— Goal of the exercise —
Could you rewrite the stretch of the listing below from the line containing "Would you point at the person's" through the line containing "point(1264, 566)", requests included, adding -120 to every coordinate in the answer points while leaving the sample points in the requests unchanged?

┏━━

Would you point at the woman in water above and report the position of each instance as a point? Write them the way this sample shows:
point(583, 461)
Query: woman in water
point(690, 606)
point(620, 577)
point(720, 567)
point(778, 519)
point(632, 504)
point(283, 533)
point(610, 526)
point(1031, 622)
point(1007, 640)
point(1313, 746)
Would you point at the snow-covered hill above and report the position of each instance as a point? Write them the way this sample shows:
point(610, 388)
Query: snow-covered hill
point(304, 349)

┗━━
┏━━

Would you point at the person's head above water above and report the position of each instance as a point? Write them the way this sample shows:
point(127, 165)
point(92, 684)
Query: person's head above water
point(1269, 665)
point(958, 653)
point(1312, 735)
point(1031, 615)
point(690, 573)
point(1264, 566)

┗━━

— Answer —
Would you point at the person's head above water above and report the position of each instance as a point? Write them the way this sample shows:
point(127, 165)
point(92, 684)
Query: person's head above water
point(1149, 545)
point(838, 533)
point(1192, 615)
point(911, 495)
point(570, 453)
point(1144, 446)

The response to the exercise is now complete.